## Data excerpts
- - - - - - -

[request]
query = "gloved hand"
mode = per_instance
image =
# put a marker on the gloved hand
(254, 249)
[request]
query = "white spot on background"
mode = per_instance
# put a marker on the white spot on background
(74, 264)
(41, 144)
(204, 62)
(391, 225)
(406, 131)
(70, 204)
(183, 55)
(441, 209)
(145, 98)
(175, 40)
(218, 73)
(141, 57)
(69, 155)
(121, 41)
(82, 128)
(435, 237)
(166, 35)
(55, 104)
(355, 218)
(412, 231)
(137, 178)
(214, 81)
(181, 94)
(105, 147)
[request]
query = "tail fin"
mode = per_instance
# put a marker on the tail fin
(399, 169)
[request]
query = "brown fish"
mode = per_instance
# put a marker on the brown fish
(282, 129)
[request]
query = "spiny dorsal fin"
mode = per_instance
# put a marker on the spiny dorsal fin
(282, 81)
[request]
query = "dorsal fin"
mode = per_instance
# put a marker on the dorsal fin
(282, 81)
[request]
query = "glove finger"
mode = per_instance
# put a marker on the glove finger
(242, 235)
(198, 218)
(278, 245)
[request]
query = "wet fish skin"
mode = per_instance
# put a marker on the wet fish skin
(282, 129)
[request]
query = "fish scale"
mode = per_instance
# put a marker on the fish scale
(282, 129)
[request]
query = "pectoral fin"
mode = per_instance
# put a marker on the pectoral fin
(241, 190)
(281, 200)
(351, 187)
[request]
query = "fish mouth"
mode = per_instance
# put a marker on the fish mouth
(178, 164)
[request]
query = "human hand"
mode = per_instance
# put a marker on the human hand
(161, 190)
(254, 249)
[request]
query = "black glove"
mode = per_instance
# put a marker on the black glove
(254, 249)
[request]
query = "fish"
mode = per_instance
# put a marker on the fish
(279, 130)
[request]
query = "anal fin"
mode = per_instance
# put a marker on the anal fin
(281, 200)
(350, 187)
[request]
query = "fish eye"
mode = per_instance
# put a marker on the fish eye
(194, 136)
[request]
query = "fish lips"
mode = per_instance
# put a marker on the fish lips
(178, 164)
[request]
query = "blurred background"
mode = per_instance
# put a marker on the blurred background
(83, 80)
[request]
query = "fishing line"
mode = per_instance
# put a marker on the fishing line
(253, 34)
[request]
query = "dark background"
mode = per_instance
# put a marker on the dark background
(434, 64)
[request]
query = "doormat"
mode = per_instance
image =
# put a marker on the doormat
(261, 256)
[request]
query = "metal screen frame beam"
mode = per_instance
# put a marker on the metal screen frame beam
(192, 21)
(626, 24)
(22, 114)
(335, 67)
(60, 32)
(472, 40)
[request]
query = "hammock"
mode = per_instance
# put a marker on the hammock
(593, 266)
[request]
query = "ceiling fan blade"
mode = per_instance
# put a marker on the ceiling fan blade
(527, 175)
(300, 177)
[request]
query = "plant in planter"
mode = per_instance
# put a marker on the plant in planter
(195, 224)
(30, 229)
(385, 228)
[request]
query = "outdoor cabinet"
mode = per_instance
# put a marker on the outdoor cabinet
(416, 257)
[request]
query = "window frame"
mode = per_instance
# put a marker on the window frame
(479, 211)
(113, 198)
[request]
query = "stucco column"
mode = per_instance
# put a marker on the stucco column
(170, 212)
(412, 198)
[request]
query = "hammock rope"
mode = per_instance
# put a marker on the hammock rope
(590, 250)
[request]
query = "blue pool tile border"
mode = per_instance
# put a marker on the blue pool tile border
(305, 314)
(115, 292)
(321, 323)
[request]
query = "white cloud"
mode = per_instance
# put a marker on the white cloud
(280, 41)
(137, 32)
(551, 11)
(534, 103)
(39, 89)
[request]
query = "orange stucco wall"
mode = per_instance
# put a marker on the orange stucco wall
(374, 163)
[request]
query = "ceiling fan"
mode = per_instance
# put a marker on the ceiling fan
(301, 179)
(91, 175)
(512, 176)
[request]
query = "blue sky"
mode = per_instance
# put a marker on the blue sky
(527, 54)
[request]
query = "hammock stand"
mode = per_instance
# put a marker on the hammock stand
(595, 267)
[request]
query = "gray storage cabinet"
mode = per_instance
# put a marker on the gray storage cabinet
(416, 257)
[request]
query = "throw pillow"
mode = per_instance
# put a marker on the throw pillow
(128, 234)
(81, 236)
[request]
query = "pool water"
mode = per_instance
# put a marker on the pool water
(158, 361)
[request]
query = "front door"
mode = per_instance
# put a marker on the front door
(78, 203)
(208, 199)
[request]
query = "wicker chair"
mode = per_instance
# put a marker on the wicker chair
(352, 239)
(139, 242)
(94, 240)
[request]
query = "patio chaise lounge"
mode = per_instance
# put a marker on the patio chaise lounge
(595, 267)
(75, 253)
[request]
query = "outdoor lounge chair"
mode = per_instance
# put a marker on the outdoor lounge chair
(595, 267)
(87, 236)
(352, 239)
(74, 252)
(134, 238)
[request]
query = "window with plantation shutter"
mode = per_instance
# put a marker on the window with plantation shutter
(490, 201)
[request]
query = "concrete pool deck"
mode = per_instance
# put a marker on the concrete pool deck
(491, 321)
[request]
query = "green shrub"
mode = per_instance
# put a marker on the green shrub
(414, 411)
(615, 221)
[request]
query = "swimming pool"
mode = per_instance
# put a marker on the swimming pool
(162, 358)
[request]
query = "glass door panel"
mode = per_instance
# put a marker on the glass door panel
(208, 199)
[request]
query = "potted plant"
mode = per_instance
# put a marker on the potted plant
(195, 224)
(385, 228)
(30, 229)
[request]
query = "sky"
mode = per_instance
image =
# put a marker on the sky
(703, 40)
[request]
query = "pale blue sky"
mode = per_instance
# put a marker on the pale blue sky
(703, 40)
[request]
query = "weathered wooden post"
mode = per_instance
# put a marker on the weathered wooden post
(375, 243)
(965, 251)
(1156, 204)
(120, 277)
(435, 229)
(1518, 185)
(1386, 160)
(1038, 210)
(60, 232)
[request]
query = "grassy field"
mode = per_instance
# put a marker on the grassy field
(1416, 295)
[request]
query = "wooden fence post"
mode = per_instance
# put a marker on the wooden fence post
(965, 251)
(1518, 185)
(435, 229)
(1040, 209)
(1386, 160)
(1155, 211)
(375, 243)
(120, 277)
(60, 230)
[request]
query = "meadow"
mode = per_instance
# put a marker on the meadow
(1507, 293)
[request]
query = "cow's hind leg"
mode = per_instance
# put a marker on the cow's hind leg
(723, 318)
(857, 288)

- - - - - - -

## About this task
Your response must contain all of the records, copied exactly.

## Finished task
[request]
query = "gloved hand"
mode = per_instance
image =
# put a marker on the gloved hand
(254, 249)
[request]
query = "white spot on background"
mode = per_instance
# put a marker on the white spot on background
(74, 264)
(41, 144)
(204, 62)
(391, 225)
(406, 131)
(70, 204)
(183, 55)
(441, 209)
(145, 98)
(175, 40)
(218, 73)
(141, 57)
(69, 155)
(121, 41)
(82, 128)
(435, 237)
(166, 35)
(55, 104)
(355, 218)
(412, 231)
(137, 178)
(214, 81)
(181, 94)
(105, 147)
[request]
query = "tail fin"
mode = per_instance
# put a marker on the tail fin
(399, 169)
[request]
query = "brown fish"
mode = per_instance
# put a marker on the brown fish
(282, 129)
[request]
query = "spiny dorsal fin"
mode = per_instance
# put a marker on the spiny dorsal fin
(282, 81)
[request]
query = "dorsal fin"
mode = per_instance
# put a marker on the dorsal fin
(282, 81)
[request]
query = "glove finger"
mode = per_instance
# put a marker on the glove finger
(242, 235)
(198, 218)
(278, 245)
[request]
query = "wet fish skin"
mode = per_instance
# put a marker on the wet fish skin
(282, 129)
[request]
query = "fish scale"
mode = per_instance
# put a marker on the fish scale
(282, 129)
[request]
query = "pectoral fin"
mode = per_instance
# put a marker on the pectoral fin
(241, 190)
(281, 200)
(351, 187)
[request]
query = "fish mouth"
mode = per_instance
# put a marker on the fish mouth
(178, 164)
[request]
query = "human hand"
mode = per_instance
# put a marker on the human hand
(161, 190)
(254, 249)
[request]
query = "black glove"
mode = per_instance
# put a marker on the black glove
(254, 249)
[request]
query = "fish"
mode = per_instance
# put a marker on the fish
(279, 130)
[request]
query = "anal fin"
mode = per_instance
# put a marker on the anal fin
(281, 200)
(350, 187)
[request]
query = "fish eye"
mode = per_instance
# put a marker on the fish eye
(194, 136)
[request]
query = "fish lips"
mode = per_instance
# put a marker on the fish lips
(178, 164)
[request]
query = "blurred background"
mode = per_instance
# put a marker on the blurred background
(83, 80)
[request]
query = "fishing line"
mode = per_instance
# put a marker on the fishing line
(253, 34)
[request]
query = "dark background"
mode = per_instance
# put a marker on the dark background
(434, 64)
[request]
query = "doormat"
mode = per_instance
image =
# put a marker on the doormat
(261, 256)
[request]
query = "metal screen frame beam"
mode = per_instance
# put a marker on the metal screen frame beam
(192, 21)
(626, 24)
(22, 114)
(335, 67)
(60, 32)
(472, 40)
[request]
query = "hammock"
mode = per_instance
# put a marker on the hammock
(593, 266)
[request]
query = "ceiling fan blade"
mode = per_instance
# put a marker on the ceiling fan blade
(527, 175)
(300, 177)
[request]
query = "plant in planter"
mode = per_instance
# put a marker on the plant in planter
(195, 224)
(30, 229)
(385, 228)
[request]
query = "outdoor cabinet"
mode = per_instance
# put a marker on the outdoor cabinet
(416, 257)
[request]
query = "window frame"
mode = per_instance
# put a marker on the window frame
(479, 211)
(113, 198)
[request]
query = "stucco column"
mode = per_instance
# put a marker on the stucco column
(170, 212)
(412, 198)
[request]
query = "hammock rope"
mode = per_instance
# put a marker on the hammock rope
(590, 250)
[request]
query = "blue pool tile border"
mode = per_instance
# put a marker on the blue pool tile border
(305, 314)
(115, 292)
(321, 323)
[request]
query = "white cloud"
mode = per_instance
# put a marker on the white cloud
(280, 41)
(137, 32)
(551, 11)
(534, 103)
(39, 89)
[request]
query = "orange stucco wall"
mode = per_instance
# put a marker on the orange stucco wall
(374, 163)
[request]
query = "ceiling fan"
mode = per_instance
# put a marker on the ceiling fan
(301, 179)
(91, 175)
(512, 176)
[request]
query = "blue sky"
mode = per_instance
# put a marker on the blue sky
(527, 54)
[request]
query = "hammock stand"
mode = per_instance
# put a marker on the hammock stand
(595, 267)
[request]
query = "gray storage cabinet"
mode = per_instance
# put a marker on the gray storage cabinet
(416, 257)
[request]
query = "throw pillow"
mode = per_instance
# put a marker on the throw pillow
(128, 234)
(81, 236)
[request]
query = "pool water"
mode = per_instance
# put a marker on the pool water
(158, 361)
[request]
query = "front door"
mode = per_instance
# put a marker on the front door
(78, 203)
(208, 199)
[request]
query = "wicker chair"
mode = per_instance
# put a marker on the wicker chair
(352, 239)
(139, 242)
(94, 240)
[request]
query = "patio chaise lounge"
mode = per_instance
# put a marker on the patio chaise lounge
(595, 267)
(75, 253)
[request]
query = "outdoor lounge chair"
mode = per_instance
# put a marker on the outdoor lounge chair
(595, 267)
(87, 236)
(352, 239)
(74, 252)
(134, 238)
[request]
query = "window with plantation shutter"
mode = per_instance
# put a marker on the window with plantation shutter
(490, 201)
[request]
query = "concrete pool deck"
mode = per_instance
# put a marker on the concrete pool deck
(491, 321)
[request]
query = "green shrub"
mode = per_instance
# put a marker on the green shrub
(414, 411)
(615, 221)
[request]
query = "swimming pool"
mode = per_instance
# put a marker on the swimming pool
(162, 358)
[request]
query = "glass door panel"
mode = per_instance
# put a marker on the glass door panel
(208, 199)
[request]
query = "potted plant"
mode = per_instance
# put a marker on the potted plant
(195, 224)
(385, 228)
(30, 229)
[request]
query = "sky"
mode = per_instance
image =
# put a marker on the sky
(703, 40)
[request]
query = "pale blue sky"
mode = per_instance
# put a marker on the pale blue sky
(703, 40)
[request]
query = "weathered wooden post"
mode = per_instance
# put a marker on the weathered wooden post
(375, 243)
(965, 251)
(1156, 204)
(120, 277)
(435, 229)
(1518, 185)
(1386, 160)
(1038, 210)
(60, 232)
[request]
query = "grassy field"
mode = per_instance
# put a marker on the grassy field
(1416, 295)
[request]
query = "wooden fence post"
mode = per_instance
# put a marker on the wooden fence post
(965, 251)
(1518, 185)
(435, 229)
(1040, 209)
(1386, 160)
(1155, 211)
(375, 243)
(120, 277)
(60, 230)
[request]
query = "meadow"
mode = per_instance
# put a marker on the meadow
(1507, 293)
[request]
query = "cow's hind leg"
mode = per_instance
# put a marker on the cow's hind leg
(723, 318)
(857, 288)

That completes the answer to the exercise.